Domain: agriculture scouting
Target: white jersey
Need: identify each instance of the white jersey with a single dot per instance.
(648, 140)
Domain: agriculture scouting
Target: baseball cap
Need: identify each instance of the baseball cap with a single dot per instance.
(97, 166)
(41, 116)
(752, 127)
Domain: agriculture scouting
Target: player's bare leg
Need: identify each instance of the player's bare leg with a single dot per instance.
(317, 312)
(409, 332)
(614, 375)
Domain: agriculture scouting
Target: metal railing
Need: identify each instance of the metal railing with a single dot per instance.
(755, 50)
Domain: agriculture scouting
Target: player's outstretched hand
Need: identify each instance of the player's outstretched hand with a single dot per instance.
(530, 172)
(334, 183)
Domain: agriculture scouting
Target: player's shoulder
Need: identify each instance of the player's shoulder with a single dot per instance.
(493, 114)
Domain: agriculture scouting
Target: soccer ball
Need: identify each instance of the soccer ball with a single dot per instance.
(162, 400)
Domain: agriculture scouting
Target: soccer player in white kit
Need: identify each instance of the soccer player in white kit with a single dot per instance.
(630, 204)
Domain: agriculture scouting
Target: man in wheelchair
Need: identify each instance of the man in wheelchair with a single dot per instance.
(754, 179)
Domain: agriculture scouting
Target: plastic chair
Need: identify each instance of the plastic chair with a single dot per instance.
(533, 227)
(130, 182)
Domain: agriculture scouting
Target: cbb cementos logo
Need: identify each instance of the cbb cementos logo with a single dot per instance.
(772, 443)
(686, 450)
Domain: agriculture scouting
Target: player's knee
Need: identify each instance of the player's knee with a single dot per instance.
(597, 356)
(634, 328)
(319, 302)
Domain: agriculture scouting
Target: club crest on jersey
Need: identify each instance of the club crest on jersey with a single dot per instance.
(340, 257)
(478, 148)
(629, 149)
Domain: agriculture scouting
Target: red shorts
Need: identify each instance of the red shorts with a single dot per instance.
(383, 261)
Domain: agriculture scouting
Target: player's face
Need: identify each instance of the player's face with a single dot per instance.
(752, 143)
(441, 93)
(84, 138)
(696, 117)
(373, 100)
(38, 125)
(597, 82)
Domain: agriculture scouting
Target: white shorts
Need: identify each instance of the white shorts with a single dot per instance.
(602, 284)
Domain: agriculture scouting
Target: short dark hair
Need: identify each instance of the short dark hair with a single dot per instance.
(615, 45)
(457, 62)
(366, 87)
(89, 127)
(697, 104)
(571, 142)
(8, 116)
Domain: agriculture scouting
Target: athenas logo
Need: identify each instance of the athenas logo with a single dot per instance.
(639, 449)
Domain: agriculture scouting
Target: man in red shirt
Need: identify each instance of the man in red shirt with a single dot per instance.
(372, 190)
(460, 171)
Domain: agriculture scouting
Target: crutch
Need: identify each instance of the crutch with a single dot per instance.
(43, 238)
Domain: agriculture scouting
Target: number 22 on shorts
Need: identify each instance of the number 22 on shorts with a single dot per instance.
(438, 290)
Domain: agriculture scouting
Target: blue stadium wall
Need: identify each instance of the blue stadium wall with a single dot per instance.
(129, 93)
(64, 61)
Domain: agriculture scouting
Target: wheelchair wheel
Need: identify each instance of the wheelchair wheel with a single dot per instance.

* [WHAT THE TASK REQUIRES]
Your task is to output the material above exactly.

* [SOLVED PROBLEM]
Domain: agriculture scouting
Target: white jersey
Need: identify each instance of the white jersey with a single dot per instance.
(648, 140)
Domain: agriculture scouting
Target: baseball cap
Need: identify each instance of the baseball cap with a single dot per instance.
(97, 166)
(41, 116)
(752, 127)
Domain: agriculture scouting
Target: player's bare leg
Need: identify each instance of the player's bare leg with a single dot per instance.
(317, 312)
(409, 332)
(614, 375)
Domain: agriculture scouting
Target: metal railing
Need: identify each instance of the metal railing with a single dot per instance.
(755, 50)
Domain: agriculture scouting
Target: player's outstretched hand
Need: identify each instance of the player's outstretched hand with a single dot per instance.
(530, 172)
(334, 183)
Domain: agriculture scouting
Target: player's shoulder
Need: identify each instance of the player's shoulder with a single dot per instance.
(493, 114)
Domain: agriculture scouting
Target: soccer ball
Need: identify each instance of the soccer ball with a single dot per instance.
(162, 400)
Domain: agriculture scouting
Target: soccer player in white kit
Need: identify each instance of the soccer player in white kit with a single dot per instance.
(630, 204)
Domain: agriculture scouting
Target: man in wheelchair
Need: identify each instance of the man in wheelchair with a single dot per instance.
(754, 179)
Domain: agriculture scouting
Target: plastic chair
Need: identify each instance of the plastic chair with a single dot per instance.
(533, 227)
(130, 182)
Domain: agriculture scouting
Target: cbb cementos logo
Need: identify each instance of the cbb cementos logo with a single dot per instance.
(772, 443)
(686, 450)
Domain: agriculture scouting
Target: player's knee
Need: identify each instance of the player's knee with a single dot per instance.
(597, 356)
(634, 328)
(319, 302)
Domain: agriculture scouting
Target: club crest on jersey
Need: identify each instance of the club crest on jersey with a single dot per instance.
(340, 257)
(478, 148)
(629, 149)
Domain: agriculture scouting
Target: red shorts
Need: identify each instance of the red shorts with a single dot per instance.
(383, 261)
Domain: agriculture scouting
Target: player's face
Need: identify each instance of the player's face with a single dot per instance.
(752, 143)
(441, 93)
(84, 138)
(696, 117)
(373, 100)
(38, 125)
(597, 82)
Domain: agriculture scouting
Target: white shorts
Need: identify each instance of the white shorts with a single dot per instance.
(602, 284)
Domain: agriculture scouting
Target: short dark hair
Need: identify each instance of the short dark hair with a single dot per instance.
(615, 45)
(457, 62)
(366, 87)
(89, 127)
(697, 104)
(571, 142)
(8, 116)
Domain: agriculture scouting
Target: athenas logo
Need: identify each instance of the athenas logo with a single dot per instance.
(639, 449)
Domain: agriculture scouting
Target: man in red shirt
Need: identify each instance of the man in red shirt with a single dot per instance.
(372, 190)
(460, 171)
Domain: agriculture scouting
Target: crutch
Need: identify each instance of the crutch with a single dot per instance.
(43, 238)
Domain: agriculture scouting
Target: number 22 on shorts
Need: identify each instance of the number 22 on shorts with a single dot per instance.
(438, 290)
Domain: agriculture scouting
Target: blue stadium wall
Need: identify each instance of the blue stadium wall with a single dot per instance.
(129, 93)
(64, 61)
Domain: agriculture scouting
Target: wheelchair wheel
Need: identify each instance of the wheelchair wheel with a single dot per instance.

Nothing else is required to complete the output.